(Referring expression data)
-*-*-
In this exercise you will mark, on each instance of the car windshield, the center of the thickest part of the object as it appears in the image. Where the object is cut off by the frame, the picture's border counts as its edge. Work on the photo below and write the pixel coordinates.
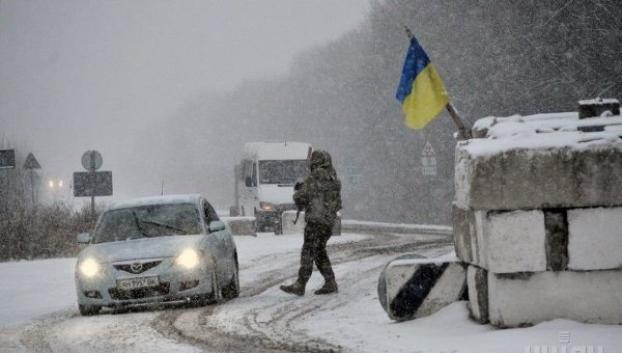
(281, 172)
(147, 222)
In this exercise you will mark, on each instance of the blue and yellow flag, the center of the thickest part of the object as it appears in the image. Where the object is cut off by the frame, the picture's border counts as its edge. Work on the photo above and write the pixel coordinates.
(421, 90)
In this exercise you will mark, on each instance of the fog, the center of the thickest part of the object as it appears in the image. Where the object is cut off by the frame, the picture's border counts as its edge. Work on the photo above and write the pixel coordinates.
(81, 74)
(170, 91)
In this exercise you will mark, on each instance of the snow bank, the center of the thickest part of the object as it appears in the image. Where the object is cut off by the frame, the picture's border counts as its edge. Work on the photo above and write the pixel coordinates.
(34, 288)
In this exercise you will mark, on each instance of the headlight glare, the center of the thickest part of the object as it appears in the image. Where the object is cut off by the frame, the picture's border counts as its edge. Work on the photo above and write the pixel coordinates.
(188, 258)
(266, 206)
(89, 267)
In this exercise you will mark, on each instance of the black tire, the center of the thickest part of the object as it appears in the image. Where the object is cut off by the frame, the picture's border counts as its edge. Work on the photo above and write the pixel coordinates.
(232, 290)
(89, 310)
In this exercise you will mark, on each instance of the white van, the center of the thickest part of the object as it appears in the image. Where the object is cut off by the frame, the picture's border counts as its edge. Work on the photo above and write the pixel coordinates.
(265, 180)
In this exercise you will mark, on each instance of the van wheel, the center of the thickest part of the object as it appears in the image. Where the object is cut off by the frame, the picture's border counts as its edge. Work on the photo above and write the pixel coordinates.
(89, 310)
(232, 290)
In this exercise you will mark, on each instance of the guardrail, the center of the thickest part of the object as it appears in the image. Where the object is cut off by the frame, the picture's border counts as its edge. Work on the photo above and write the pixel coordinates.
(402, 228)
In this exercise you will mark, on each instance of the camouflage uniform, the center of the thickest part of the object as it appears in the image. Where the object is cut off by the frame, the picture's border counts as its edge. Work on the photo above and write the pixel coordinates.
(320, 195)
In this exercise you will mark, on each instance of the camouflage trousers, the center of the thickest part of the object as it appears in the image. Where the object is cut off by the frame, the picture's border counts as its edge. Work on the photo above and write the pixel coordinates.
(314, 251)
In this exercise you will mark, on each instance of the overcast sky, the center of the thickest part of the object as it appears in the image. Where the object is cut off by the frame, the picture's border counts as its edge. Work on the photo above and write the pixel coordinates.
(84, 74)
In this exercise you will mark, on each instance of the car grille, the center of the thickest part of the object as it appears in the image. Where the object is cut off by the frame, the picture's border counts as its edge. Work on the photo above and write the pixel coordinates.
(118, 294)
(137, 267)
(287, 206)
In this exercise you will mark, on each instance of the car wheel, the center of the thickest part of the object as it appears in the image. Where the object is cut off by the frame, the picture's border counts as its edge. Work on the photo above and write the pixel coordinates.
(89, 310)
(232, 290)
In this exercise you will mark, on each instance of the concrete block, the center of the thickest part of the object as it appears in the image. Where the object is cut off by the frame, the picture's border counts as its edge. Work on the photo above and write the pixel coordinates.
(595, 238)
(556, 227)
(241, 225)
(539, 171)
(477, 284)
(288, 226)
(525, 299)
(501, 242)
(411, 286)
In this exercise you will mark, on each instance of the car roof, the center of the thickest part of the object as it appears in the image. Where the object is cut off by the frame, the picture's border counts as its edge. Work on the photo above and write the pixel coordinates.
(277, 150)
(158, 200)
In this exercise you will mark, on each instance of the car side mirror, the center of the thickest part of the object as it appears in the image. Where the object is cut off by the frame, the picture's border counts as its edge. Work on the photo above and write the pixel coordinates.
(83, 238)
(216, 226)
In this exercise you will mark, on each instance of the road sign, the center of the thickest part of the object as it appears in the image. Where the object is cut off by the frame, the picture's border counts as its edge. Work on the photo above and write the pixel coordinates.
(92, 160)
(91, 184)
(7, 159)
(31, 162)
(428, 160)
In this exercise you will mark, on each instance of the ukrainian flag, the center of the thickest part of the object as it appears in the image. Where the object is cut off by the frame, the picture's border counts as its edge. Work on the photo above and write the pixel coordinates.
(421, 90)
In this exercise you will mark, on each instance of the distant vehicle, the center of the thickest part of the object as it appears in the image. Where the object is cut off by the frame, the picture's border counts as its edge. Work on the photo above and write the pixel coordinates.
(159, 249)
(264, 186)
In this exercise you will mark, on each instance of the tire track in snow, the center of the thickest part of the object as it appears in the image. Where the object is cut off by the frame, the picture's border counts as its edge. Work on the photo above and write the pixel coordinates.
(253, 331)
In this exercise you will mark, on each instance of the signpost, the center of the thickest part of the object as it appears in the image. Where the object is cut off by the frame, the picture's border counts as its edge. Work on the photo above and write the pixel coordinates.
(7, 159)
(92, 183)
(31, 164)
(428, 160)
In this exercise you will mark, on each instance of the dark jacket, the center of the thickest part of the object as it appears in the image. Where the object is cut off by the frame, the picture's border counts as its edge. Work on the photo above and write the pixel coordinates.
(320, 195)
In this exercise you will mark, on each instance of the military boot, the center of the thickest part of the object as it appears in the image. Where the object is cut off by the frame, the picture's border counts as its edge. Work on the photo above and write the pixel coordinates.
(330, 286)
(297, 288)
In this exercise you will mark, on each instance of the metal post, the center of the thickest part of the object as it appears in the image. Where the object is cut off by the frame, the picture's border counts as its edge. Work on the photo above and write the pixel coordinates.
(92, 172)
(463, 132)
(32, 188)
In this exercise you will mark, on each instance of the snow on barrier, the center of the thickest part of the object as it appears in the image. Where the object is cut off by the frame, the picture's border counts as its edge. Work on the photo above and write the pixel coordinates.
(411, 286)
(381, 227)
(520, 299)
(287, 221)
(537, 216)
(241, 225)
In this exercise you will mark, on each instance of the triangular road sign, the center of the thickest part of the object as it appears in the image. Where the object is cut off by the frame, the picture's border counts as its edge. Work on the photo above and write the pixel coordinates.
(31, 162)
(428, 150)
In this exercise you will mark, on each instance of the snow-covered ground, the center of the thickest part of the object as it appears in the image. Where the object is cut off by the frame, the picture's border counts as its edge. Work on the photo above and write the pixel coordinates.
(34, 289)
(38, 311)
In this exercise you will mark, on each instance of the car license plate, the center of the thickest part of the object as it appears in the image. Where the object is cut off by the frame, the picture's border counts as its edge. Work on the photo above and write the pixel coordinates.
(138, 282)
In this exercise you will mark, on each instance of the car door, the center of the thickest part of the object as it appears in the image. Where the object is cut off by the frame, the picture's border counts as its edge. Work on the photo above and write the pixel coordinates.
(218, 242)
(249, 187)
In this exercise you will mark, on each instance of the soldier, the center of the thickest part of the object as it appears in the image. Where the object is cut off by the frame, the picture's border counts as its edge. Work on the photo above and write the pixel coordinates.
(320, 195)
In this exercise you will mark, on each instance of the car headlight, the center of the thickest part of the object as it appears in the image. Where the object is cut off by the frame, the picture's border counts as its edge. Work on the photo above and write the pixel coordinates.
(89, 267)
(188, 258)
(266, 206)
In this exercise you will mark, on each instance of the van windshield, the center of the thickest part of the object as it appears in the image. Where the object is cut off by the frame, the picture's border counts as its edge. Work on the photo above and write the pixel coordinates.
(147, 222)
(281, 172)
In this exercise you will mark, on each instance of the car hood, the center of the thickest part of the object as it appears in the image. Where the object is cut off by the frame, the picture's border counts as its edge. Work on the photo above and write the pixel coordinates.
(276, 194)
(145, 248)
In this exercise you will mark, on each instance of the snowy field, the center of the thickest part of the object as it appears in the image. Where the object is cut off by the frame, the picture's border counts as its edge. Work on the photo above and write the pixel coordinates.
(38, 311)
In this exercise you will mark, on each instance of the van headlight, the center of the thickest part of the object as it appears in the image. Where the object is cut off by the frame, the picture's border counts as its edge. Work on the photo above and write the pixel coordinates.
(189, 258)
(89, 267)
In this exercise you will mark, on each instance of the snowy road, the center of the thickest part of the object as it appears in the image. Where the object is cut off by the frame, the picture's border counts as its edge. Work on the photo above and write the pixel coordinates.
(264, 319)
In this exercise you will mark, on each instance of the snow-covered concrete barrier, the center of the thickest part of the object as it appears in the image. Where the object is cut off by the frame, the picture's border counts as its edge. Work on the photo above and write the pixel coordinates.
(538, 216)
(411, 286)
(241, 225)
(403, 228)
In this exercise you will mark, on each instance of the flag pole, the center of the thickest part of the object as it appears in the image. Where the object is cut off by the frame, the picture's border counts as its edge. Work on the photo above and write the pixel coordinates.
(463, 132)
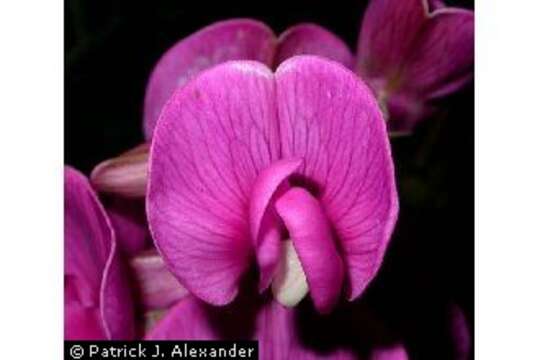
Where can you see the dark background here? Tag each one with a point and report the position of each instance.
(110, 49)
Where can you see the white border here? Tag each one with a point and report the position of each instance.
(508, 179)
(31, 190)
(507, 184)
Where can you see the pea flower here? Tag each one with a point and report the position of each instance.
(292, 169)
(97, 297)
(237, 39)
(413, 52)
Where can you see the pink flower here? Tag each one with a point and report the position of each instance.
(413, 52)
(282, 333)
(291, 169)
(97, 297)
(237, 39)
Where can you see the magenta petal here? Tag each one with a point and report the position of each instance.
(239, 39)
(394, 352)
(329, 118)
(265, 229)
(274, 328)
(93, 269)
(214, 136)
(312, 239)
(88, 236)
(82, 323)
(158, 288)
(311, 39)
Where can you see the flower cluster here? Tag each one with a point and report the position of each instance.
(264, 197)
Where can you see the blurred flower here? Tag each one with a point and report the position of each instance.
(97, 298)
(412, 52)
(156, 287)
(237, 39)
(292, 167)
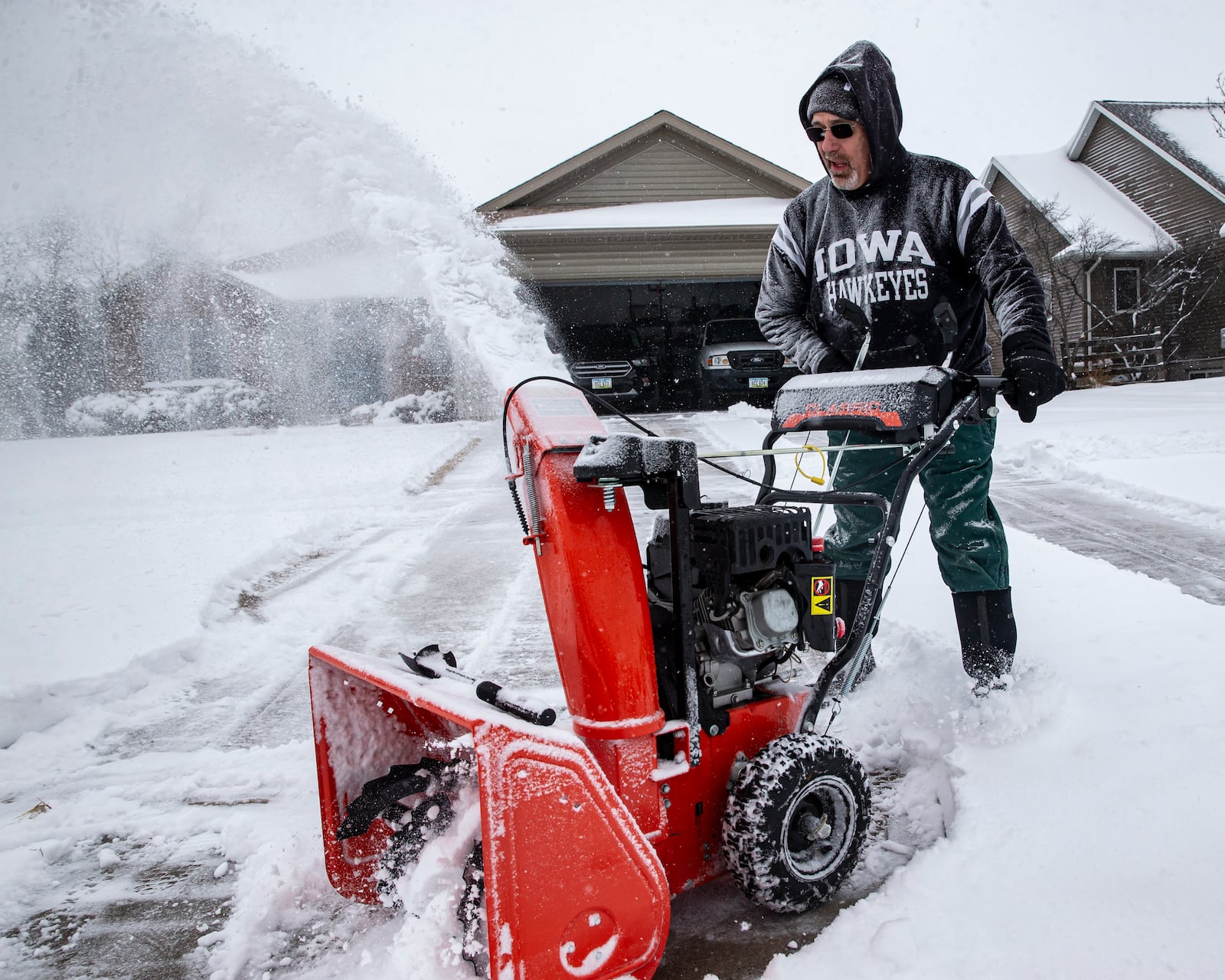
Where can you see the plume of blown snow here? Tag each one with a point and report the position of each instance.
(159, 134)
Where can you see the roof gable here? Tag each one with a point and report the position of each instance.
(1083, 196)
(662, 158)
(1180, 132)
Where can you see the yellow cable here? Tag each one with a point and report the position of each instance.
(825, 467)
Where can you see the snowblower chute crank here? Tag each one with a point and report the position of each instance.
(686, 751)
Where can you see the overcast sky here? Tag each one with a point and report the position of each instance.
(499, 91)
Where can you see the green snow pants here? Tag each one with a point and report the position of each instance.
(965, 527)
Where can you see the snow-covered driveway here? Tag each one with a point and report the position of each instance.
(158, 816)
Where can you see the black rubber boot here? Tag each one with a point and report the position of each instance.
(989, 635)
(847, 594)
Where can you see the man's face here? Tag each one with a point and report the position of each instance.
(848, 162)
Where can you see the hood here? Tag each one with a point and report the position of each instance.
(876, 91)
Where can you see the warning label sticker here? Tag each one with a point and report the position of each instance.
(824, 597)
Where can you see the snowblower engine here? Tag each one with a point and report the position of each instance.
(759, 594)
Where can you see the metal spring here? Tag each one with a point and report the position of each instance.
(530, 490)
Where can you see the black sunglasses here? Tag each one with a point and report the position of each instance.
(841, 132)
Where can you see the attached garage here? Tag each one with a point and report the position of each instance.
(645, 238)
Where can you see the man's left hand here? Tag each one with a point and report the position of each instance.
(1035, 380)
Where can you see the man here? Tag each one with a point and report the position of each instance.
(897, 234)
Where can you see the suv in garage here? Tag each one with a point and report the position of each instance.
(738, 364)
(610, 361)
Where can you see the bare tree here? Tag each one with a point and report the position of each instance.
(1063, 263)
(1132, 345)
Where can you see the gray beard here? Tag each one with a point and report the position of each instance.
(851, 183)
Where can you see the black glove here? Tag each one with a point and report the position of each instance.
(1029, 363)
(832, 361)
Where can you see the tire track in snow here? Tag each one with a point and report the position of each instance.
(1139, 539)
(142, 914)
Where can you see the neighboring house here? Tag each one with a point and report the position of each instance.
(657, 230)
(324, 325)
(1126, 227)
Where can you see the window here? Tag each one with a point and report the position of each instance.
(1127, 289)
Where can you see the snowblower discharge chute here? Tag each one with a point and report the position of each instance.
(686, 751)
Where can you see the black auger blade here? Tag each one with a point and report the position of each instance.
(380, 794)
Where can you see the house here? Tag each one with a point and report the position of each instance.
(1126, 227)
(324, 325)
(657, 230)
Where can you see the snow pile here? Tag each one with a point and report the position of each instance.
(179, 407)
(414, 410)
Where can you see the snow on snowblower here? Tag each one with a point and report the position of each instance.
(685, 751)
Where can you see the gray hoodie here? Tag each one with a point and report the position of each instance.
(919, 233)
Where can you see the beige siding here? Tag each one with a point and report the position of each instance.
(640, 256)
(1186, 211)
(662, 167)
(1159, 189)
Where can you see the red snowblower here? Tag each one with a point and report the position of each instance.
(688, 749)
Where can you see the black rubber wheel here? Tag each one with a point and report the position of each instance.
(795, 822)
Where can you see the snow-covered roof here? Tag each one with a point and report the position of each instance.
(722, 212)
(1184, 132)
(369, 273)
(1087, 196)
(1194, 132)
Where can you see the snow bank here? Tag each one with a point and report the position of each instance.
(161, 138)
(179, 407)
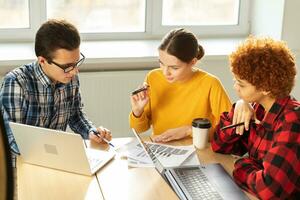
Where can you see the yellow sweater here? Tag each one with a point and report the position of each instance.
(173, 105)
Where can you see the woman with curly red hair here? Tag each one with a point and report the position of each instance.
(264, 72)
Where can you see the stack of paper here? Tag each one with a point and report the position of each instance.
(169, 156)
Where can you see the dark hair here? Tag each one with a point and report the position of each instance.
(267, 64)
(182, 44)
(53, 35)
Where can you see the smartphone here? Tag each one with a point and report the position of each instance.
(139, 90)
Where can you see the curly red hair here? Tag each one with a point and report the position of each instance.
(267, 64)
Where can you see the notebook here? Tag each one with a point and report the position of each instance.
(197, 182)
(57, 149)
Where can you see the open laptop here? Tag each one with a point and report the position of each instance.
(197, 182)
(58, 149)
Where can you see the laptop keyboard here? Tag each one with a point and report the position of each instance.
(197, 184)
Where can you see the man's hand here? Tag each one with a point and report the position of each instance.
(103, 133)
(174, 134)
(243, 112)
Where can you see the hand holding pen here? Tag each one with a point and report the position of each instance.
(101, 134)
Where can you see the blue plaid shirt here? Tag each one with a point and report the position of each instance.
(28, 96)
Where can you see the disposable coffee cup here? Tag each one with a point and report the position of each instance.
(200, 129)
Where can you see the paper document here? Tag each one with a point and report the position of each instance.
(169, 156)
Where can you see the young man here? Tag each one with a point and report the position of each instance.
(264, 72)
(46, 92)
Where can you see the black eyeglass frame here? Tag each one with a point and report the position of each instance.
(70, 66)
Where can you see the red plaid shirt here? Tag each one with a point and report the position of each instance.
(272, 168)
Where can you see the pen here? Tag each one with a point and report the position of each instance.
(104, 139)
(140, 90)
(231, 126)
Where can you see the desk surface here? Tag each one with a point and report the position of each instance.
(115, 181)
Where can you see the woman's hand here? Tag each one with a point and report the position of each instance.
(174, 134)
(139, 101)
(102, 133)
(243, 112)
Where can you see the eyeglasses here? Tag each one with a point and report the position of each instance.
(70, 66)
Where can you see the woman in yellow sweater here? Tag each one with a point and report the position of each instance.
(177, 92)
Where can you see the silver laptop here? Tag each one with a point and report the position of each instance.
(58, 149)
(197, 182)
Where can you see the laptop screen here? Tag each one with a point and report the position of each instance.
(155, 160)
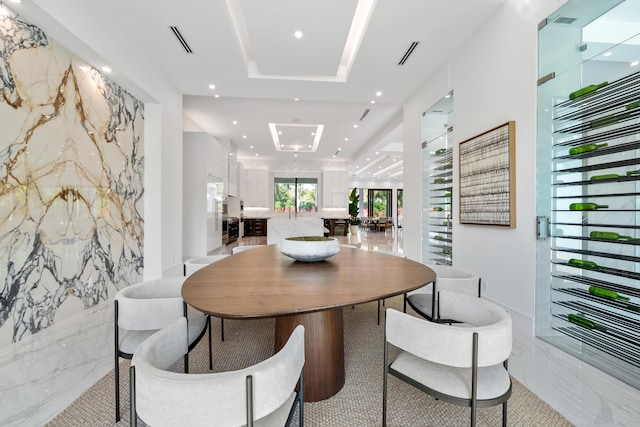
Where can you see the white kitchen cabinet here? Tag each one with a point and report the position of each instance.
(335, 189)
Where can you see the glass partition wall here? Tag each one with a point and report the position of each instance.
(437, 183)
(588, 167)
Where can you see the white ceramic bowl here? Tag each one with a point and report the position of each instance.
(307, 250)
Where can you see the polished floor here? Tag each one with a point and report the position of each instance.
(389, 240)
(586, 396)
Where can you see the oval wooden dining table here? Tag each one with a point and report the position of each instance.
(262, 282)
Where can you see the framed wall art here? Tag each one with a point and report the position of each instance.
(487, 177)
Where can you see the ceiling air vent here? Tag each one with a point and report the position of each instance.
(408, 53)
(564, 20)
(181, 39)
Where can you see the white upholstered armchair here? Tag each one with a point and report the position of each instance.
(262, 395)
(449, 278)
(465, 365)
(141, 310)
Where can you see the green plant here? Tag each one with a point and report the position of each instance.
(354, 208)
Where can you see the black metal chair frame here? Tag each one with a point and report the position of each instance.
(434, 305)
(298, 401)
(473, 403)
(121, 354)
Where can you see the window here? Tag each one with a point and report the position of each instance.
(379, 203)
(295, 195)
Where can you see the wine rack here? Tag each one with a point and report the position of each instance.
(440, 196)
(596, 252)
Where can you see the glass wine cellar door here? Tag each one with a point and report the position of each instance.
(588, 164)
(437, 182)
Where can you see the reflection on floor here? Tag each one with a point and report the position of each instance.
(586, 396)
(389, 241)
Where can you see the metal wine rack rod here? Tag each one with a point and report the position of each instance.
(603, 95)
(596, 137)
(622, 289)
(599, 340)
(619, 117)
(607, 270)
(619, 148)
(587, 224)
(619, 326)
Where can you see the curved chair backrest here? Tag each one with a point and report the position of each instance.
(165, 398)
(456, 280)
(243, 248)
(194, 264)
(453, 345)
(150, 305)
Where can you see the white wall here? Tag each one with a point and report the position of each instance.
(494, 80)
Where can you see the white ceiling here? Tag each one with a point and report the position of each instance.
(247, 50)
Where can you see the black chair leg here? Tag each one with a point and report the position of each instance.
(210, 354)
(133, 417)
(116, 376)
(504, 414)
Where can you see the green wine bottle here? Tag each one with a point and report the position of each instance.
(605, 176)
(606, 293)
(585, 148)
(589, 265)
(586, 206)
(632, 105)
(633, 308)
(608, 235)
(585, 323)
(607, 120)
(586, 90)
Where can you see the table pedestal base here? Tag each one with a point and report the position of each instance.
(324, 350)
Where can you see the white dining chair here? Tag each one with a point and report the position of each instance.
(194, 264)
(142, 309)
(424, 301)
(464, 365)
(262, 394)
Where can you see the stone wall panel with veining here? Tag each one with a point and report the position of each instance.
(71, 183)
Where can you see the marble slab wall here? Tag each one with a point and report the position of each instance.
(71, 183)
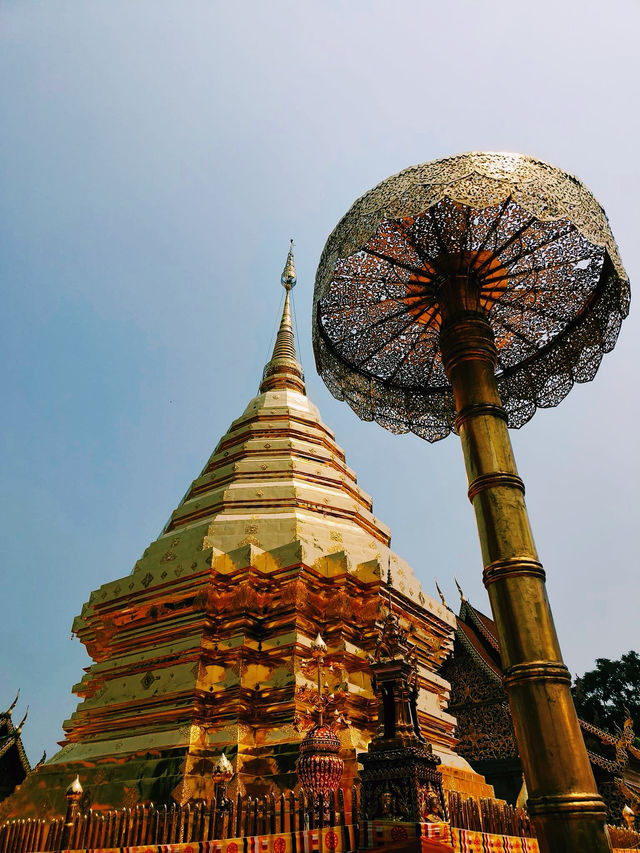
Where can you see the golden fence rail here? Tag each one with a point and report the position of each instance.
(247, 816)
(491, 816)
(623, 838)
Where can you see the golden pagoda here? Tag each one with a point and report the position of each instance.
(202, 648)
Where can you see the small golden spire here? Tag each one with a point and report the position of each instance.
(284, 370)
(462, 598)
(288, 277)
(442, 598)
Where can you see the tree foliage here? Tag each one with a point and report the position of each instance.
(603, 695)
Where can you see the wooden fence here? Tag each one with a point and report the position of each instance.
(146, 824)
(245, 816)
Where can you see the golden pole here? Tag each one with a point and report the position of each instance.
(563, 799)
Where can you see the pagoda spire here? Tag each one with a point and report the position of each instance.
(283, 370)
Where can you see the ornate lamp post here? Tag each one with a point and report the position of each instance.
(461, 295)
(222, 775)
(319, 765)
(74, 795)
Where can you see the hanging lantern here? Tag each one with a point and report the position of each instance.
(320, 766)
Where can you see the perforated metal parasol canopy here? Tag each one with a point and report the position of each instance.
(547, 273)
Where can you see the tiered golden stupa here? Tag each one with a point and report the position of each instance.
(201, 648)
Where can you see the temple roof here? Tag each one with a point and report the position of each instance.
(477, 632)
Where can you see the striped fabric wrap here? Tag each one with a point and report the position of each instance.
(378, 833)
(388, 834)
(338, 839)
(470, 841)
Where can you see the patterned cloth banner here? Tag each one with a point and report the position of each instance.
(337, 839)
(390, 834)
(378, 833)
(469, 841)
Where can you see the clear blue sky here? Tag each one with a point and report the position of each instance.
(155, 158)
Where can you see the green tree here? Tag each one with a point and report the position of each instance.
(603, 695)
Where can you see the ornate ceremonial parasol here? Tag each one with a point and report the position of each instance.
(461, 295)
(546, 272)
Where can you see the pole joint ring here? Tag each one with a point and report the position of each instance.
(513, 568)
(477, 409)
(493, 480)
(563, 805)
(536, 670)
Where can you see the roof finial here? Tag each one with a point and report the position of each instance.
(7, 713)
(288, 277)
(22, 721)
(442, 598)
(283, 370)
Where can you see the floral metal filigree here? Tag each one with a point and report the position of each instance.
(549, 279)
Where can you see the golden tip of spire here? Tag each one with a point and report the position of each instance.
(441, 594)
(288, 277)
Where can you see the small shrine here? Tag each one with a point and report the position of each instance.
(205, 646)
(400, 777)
-*-*-
▶ _WHAT IS NEEDED_: Please quote nothing but the lines from the line with "Where can you see the striped" through the end of the data above, exactly as written, ends included.

▶ _COMPLETED TASK_:
Where can you see the striped fabric wrap here? Tag each one with a point and report the position of each instance.
(378, 833)
(388, 834)
(338, 839)
(470, 841)
Where can you see the patterned cloth banner here? Tag each one with a point and report the position of each instance.
(337, 839)
(390, 834)
(378, 833)
(469, 841)
Where can you see the clear blue sky here? Tag each one with a point and report the position of each instance.
(155, 158)
Where can you see the green tree here? Tag each one with a point and report the position of each instance.
(603, 695)
Where can you see the ornate ceremonial parasol here? Tag each one with a point and report the position of each instance.
(461, 295)
(546, 272)
Where can you see the pole joint ring here? Tag each one with a point and report the position of each instance.
(513, 568)
(477, 409)
(493, 480)
(563, 805)
(536, 670)
Where can you see the roof finial here? Tag each one with a point and report the position of each instance.
(7, 713)
(288, 277)
(22, 721)
(442, 598)
(283, 370)
Where can you see the floral metal filigree here? Tag each one with a point and report the position of each instance.
(549, 279)
Where can you see the golden tip of spire here? Tag each one with a point and report the position of each instance.
(441, 594)
(288, 277)
Where can you see the small shrine here? Tag each one with a point and report the position of each instance.
(205, 646)
(400, 777)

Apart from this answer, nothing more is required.